_Directive:_ Rescale the part of the listing that opens with the line containing "Where can the shrub" and closes with the line containing "x=92, y=476", both ends included. Write only those lines out again, requests included, with each answer coordinate multiplied by 1.2 and rounded to a whole number, halves rounding up.

* start Input rows *

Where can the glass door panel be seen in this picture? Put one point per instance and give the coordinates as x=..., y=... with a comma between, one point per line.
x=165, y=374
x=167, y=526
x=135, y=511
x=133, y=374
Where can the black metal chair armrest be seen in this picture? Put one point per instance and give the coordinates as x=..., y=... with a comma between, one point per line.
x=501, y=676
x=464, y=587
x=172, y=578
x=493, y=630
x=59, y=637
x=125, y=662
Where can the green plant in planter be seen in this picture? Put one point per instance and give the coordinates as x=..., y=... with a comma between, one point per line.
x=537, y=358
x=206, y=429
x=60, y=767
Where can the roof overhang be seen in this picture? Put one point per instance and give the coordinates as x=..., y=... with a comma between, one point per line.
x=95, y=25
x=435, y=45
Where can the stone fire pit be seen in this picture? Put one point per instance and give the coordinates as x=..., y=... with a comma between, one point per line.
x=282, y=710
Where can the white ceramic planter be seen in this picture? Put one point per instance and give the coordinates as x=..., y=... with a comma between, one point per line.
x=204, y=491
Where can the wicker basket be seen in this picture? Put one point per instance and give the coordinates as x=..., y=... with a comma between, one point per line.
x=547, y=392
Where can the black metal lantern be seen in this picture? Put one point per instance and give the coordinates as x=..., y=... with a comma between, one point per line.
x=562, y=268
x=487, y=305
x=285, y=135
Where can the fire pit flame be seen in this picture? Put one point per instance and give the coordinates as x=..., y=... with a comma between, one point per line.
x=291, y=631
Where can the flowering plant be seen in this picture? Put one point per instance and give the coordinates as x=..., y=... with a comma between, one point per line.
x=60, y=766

* end Input rows *
* start Input rows *

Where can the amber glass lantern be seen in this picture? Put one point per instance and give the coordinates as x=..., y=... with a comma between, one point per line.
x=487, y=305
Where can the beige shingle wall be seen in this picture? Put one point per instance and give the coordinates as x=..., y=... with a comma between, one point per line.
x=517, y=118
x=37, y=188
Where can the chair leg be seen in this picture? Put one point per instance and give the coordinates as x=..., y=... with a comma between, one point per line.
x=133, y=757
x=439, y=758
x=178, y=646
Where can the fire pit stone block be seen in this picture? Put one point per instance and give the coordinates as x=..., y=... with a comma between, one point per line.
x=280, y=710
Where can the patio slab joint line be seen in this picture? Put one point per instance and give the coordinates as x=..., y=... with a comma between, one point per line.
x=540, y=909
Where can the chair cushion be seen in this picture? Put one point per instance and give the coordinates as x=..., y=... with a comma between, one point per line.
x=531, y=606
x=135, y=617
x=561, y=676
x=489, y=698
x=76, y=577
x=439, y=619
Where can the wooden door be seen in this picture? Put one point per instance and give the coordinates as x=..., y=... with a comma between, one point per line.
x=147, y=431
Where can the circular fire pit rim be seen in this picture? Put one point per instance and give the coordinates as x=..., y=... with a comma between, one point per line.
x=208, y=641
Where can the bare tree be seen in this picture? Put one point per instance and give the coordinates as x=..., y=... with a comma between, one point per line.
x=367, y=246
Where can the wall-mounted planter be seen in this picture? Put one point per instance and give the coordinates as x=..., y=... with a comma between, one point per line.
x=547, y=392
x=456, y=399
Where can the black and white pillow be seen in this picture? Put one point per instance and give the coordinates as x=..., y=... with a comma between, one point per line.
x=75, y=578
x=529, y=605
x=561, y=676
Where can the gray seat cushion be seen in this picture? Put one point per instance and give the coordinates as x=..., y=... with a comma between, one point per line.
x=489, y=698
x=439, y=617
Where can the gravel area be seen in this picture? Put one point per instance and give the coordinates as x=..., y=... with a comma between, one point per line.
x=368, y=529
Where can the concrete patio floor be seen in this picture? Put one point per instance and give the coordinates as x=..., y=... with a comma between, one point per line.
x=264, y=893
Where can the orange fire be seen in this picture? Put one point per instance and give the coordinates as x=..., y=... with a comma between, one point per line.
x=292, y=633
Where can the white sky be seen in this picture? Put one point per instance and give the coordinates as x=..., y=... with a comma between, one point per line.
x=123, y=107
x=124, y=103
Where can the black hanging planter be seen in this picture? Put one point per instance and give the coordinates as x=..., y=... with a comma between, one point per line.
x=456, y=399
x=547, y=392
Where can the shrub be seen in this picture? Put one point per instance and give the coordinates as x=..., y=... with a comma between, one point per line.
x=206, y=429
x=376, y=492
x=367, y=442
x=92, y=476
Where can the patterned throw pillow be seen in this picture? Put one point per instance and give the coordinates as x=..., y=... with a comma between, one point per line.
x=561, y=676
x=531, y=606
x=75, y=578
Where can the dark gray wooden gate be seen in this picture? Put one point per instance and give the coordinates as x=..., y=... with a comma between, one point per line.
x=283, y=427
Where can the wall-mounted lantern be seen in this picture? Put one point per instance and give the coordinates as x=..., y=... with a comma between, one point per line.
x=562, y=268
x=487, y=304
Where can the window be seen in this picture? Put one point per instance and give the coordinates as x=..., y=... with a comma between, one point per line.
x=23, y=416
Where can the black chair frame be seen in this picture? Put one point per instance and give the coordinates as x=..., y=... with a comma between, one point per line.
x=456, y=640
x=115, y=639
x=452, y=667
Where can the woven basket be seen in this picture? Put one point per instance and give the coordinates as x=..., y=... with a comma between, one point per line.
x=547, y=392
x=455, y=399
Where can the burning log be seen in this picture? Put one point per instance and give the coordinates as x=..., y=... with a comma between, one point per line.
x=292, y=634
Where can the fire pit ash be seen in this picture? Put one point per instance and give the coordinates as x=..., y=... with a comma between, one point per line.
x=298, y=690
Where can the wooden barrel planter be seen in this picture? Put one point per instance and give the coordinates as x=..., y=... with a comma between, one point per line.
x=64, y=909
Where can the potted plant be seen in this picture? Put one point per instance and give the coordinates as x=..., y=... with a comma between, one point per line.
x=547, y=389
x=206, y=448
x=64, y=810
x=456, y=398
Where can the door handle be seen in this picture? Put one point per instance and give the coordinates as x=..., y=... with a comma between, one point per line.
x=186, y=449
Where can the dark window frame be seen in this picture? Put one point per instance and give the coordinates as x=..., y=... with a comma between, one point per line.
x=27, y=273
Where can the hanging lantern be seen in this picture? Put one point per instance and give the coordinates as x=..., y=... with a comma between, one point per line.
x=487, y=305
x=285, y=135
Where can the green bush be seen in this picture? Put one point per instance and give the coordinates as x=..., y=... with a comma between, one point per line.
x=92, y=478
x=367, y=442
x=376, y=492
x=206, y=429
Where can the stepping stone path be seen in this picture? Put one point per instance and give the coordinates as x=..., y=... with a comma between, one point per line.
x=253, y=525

* end Input rows *

_Written answer:_
Where can the shrub be seen in this picture? Put one point per instance and give the coordinates as x=..., y=... with a comma between, one point per line.
x=247, y=515
x=451, y=590
x=440, y=530
x=110, y=571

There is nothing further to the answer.